Problemas e tarefas:
1. Segundo o texto sobre o porto de Santos, em que ano Braz Cubas fundou Santos?
2. Com base no texto sobre o porto de Santos, explique por que o povoado recebeu inicialmente o nome de Enguaguaçú.
3. Continue, por favor, o texto sobre o porto de Santos a partir da última frase apresentada.

Trecho selecionado:
##########
Sábado, 28 Dezembro 2024

Braz Cubas, o fundador de Santos (1545), tão logo chegou à Capitania de São Vicente, acompanhando a expedição de Martim Afonso de Souza, entusiasmou-se com amplo estuário, perfeito para o fundeio de embarcações. Com isso, podemos notar que o local já era um ancoradouro ou fundeadouro natural desde aquela remota época.


O cartão-postal dos anos 30, mostra que a parte do estuário do Porto

de Santos próximo ao Centro era um grande fundeadouro, onde os

navios aguardavam atracação ou sofriam reparos. Acervo: L. J. Giraud

 

Muitos historiadores deram como sendo Lagamar do Enguaguaçú (ou Enguaguassú), a pequena bacia existente em frente à atual Alfândega do Porto de Santos, junto à foz do Rio da Bertioga e nas proximidades, onde foi fundado o povoado inicialmente chamado de Enguaguaçú, por se achar nas proximidades desse local, passando depois a Porto São Vicente, Vila do Porto de Santos, e finalmente, apenas Santos.

 

Com relação  ao fundeadouro, me veio a lembrança que, quando menino, meus pais costumavam ir ao Rio de Janeiro de avião, um verdadeiro desafio para a época, cujo serviço era prestado pela Companhia Real, muito conhecido nos anos 50 e 60. Os vôos saíam da base aérea de Santos, que ficava situada na Bocaina, situada na margem esquerda do canal do Porto de Santos.
##########
Entradas de rotulagem de segmentação:
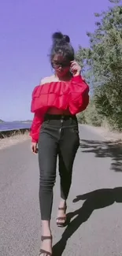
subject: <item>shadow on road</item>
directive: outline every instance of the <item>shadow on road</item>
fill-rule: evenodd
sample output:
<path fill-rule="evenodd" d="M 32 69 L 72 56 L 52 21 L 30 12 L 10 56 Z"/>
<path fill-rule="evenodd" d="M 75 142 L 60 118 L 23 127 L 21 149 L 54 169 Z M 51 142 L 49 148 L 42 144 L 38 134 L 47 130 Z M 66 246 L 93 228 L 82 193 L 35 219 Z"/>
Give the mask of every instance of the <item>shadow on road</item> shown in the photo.
<path fill-rule="evenodd" d="M 122 172 L 122 144 L 118 142 L 82 139 L 82 151 L 94 153 L 96 158 L 111 158 L 111 169 Z"/>
<path fill-rule="evenodd" d="M 122 202 L 122 187 L 96 190 L 85 195 L 77 195 L 73 202 L 76 202 L 80 200 L 86 201 L 82 207 L 73 213 L 68 213 L 69 224 L 65 228 L 61 240 L 54 246 L 53 256 L 62 255 L 68 239 L 74 234 L 82 223 L 88 220 L 94 210 L 109 206 L 115 202 Z M 74 217 L 76 217 L 75 219 L 71 221 L 71 219 Z"/>

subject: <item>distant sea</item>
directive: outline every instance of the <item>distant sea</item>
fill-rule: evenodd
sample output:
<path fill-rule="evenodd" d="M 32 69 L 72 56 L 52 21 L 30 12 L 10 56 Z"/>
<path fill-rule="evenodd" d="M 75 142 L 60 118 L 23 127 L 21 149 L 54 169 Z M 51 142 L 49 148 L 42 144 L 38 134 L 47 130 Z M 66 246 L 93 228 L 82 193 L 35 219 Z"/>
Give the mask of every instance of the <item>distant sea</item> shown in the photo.
<path fill-rule="evenodd" d="M 30 128 L 31 123 L 24 122 L 3 122 L 0 123 L 0 132 L 20 128 Z"/>

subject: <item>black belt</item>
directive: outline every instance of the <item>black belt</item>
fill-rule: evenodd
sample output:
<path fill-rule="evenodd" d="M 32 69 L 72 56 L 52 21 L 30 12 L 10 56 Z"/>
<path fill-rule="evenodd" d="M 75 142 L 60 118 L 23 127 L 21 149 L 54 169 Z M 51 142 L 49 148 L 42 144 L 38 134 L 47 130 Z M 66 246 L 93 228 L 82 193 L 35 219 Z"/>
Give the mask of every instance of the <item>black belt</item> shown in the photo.
<path fill-rule="evenodd" d="M 69 119 L 76 119 L 75 115 L 54 115 L 46 113 L 44 117 L 44 121 L 47 120 L 69 120 Z"/>

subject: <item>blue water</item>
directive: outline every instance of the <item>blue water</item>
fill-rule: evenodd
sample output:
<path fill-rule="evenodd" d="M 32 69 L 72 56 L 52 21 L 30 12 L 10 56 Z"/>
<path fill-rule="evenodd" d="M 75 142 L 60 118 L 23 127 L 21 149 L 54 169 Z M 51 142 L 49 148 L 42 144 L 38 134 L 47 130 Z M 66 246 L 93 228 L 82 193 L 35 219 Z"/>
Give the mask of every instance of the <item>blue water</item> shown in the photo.
<path fill-rule="evenodd" d="M 5 122 L 0 123 L 0 132 L 20 129 L 20 128 L 30 128 L 31 123 L 22 123 L 22 122 Z"/>

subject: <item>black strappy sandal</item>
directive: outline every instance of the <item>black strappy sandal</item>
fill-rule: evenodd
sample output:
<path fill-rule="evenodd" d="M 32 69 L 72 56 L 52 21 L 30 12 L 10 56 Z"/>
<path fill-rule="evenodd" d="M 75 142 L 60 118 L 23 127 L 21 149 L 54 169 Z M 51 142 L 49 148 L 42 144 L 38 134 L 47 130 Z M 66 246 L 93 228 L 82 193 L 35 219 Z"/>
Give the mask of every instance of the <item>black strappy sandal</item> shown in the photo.
<path fill-rule="evenodd" d="M 66 212 L 66 210 L 67 210 L 67 206 L 65 206 L 65 207 L 59 207 L 58 208 L 59 210 L 64 210 L 65 211 L 65 213 Z M 61 222 L 61 221 L 64 221 Z M 65 227 L 67 224 L 67 217 L 57 217 L 57 227 L 59 228 L 64 228 Z"/>
<path fill-rule="evenodd" d="M 41 237 L 41 240 L 42 242 L 44 241 L 44 240 L 46 240 L 46 239 L 50 239 L 52 240 L 52 236 L 42 236 Z M 46 254 L 46 256 L 52 256 L 52 254 L 47 250 L 45 250 L 43 249 L 40 249 L 40 251 L 39 251 L 39 256 L 41 256 L 42 254 Z"/>

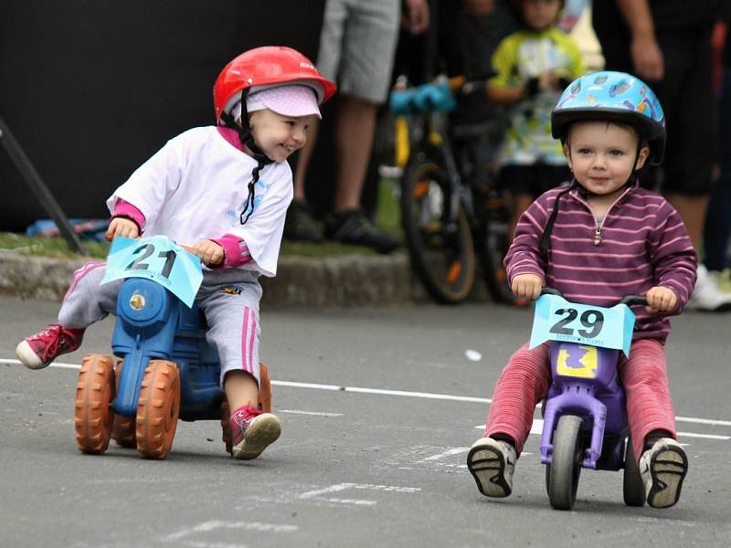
##########
Respostas aos problemas:
1. Em 1545.

2. O povoado foi chamado de Enguaguaçú por se achar nas proximidades do lagamar desse nome. Essa é a pequena bacia em frente à atual Alfândega do Porto de Santos, junto à foz do Rio da Bertioga.

3.
 


Impressionante o local do Porto de Santos que no passado foi

conhecido como Lagamar do Enguaguaçú, ficava coalhado de navios

fundeados entre o Valongo e o Paquetá. – Início da década de 1950.

Acervo: L. J. Giraud

 

Antes do embarque aéreo, os passageiros se reuniam nas proximidades do antigo pontão das barcas do Itapema, hoje Vicente de Carvalho, de onde seguiam numa lancha da Aeronáutica que os levavam até a Base Aérea. Entretanto, o que mais me agradava nessas viagens à Cidade Maravilhosa era o percurso de 15 minutos nessa lancha, que passava próximo aos inúmeros navios fundeados (ancorados), além de passar perto da faixa do cais, onde se via os navios daqueles idos tempos, alguns até muito antigos para a época, outros tinham sido navios de desembarque de tanques na Segunda Guerra Mundial, mais conhecidos como LST, e que tiveram suas proas basculantes soldadas e transformadas em navios de cabotagem. Como exemplos o Paula e o Rio Guaramiranga, da Companhia Nacional de Navegação, que pertenceu ao armador  Modesto Roma, que presidiu o Santos Futebol Clube em tempos passados.

 

Depois, na minha adolescência, no início dos anos 60, uma das minhas distrações, além de ir à praia e ao cinema, era o de ver o movimento das lanchas levando e trazendo tripulantes de várias nacionalidades e funcionários das agências dos navios para a terra e vice-versa.

 


Navios da época utilizavam a zona de fundeio do Porto de Santos até

a sua proibição pela razão de desimpedir a passagem dos navios que se

dirigiam ao cais da Cosipa e Ultrafértil. Cartão-postal do cargueiro

Suécia, da Johnson Line, típico da época pré-container. Década de 1940.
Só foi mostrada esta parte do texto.